### Brano estratto
================
Nella maggior parte dei casi si tratta di controversie particolarmente delicate e complesse. Non a caso il legislatore ha predisposto organismi altamente qualificati e specializzati nel settore bancario per dirimere tali controversie.
Generalmente il contenzioso bancario vede come protagonisti imprenditori che si trovano in una situazione di crisi a causa di interessi bancari ritenuti illegittimi oppure investitori che si trovano a dover far fronte a costi occulti. Ovviamente anche il comune cittadino, ovvero il consumatore, può essere protagonista di un contenzioso bancario, ed è per questo che è fondamentale conoscere tutti gli strumenti predisposti dal legislatore per risolvere tali contenziosi.
Vedremo il funzionamento del contenzioso bancario nella sua interezza e come può essere utilizzato.
1. Contenzioso bancario: cos’è
In particolar modo, attraverso il contenzioso bancario, si giunge alla risoluzione delle controversie tra i risparmiatori e gli intermediari finanziari, nell’ambito di anomalie bancarie quali usura, anatocismo o interessi extra legali, ma non solo.
================
### Righe da un dataset di puntamento
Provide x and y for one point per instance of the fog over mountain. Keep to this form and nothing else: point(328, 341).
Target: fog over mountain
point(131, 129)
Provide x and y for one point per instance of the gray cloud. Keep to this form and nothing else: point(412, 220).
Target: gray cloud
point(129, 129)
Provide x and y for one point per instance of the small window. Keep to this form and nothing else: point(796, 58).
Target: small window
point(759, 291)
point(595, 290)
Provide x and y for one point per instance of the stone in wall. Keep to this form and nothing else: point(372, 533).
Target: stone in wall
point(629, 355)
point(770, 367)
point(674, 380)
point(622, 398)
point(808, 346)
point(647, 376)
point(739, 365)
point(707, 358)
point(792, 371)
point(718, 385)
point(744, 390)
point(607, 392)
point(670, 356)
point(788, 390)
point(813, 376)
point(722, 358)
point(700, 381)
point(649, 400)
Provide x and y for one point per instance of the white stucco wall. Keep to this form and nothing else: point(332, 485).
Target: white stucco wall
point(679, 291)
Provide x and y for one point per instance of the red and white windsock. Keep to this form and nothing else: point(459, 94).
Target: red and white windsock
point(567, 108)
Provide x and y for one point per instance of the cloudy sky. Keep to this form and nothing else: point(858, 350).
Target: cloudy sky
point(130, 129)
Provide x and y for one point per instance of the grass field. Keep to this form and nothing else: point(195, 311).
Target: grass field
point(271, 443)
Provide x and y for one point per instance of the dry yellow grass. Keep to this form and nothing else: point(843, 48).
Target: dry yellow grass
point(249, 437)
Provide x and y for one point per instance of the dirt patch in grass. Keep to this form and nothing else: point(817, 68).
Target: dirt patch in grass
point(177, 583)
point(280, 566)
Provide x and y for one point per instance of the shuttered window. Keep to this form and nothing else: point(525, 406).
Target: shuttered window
================
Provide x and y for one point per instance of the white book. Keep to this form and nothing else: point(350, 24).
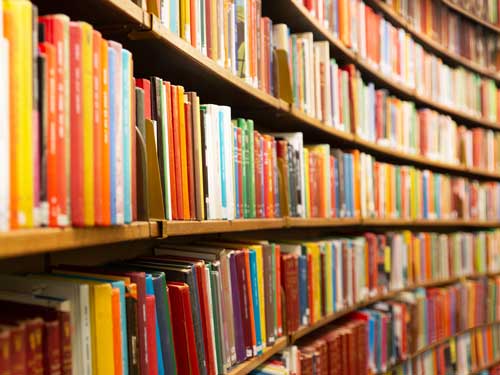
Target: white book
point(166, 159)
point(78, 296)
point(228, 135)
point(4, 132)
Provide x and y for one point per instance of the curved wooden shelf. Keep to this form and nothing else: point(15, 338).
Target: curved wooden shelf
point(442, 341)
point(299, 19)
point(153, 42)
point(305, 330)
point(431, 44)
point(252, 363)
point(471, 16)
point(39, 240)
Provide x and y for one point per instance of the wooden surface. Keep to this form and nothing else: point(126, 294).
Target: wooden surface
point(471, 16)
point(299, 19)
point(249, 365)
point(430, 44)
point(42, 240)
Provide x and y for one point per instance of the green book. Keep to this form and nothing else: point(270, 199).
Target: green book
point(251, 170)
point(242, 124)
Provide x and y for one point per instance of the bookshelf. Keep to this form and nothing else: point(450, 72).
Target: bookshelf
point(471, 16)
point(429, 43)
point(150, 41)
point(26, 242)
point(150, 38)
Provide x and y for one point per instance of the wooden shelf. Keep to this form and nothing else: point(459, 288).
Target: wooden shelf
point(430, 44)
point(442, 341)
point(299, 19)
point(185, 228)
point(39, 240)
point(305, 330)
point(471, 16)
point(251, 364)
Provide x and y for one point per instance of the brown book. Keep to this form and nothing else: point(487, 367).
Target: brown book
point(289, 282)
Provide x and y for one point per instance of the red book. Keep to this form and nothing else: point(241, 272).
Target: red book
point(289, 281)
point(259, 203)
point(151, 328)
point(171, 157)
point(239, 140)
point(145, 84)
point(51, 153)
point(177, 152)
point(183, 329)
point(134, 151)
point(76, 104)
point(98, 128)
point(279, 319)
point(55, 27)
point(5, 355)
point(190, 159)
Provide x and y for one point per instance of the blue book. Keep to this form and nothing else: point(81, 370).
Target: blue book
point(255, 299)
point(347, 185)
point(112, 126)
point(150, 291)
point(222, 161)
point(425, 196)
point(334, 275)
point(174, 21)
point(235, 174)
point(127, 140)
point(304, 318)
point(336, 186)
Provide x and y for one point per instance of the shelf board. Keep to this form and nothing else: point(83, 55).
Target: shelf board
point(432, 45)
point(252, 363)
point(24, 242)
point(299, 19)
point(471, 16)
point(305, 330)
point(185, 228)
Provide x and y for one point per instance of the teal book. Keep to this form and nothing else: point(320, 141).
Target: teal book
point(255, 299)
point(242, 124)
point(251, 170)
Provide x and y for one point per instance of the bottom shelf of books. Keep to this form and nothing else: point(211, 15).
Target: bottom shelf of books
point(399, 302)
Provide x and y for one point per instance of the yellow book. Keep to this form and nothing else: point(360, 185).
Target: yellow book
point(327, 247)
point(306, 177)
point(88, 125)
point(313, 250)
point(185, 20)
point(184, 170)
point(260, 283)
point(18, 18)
================
Continua il brano sul contenzioso bancario dopo l'ultima frase riportata.

### Risposta
Occorre precisare fin da subito, infatti, che, diversamente dalle classiche controversie che vedono come protagonisti due privati, nel contenzioso bancario il processo non è la via prediletta per poter giungere ad una soluzione. È vero che anche nelle controversie “tradizionali” è pur sempre possibile fare ricorso a strumenti finalizzati ad evitare il processo, come ad esempio la mediazione, la negoziazione, la transazione etc tuttavia, nel contenzioso bancario giocano un ruolo cruciale i cosiddetti strumenti di risoluzione alternativi delle controversie (ADR).
Questi ultimi sono particolarmente vantaggiosi perché consentono di raggiungere una composizione bonaria del contenzioso.Non bisogna dimenticare, infatti, che se, da un lato agire in giudizio dinanzi ad un giudice terzo ed imparziale è sicuramente sinonimo di garanzia, dall’altro significa anche dover fare i conti con tutta una serie di costi non indifferenti. Ma non finisce qui, incardinare un giudizio, tra l’altro, impone anche di dover attendere un lasso di tempo notevole prima di ottenere la sentenza.
Pertanto, al fine di evitare tutto ciò, il legislatore ha previsto tutta una serie di istituti finalizzati al perseguimento di un accordo transattivo che soddisfi entrambe le parti con soluzioni concordate più rapide e meno dispendiose rispetto alle dispute davanti al giudice.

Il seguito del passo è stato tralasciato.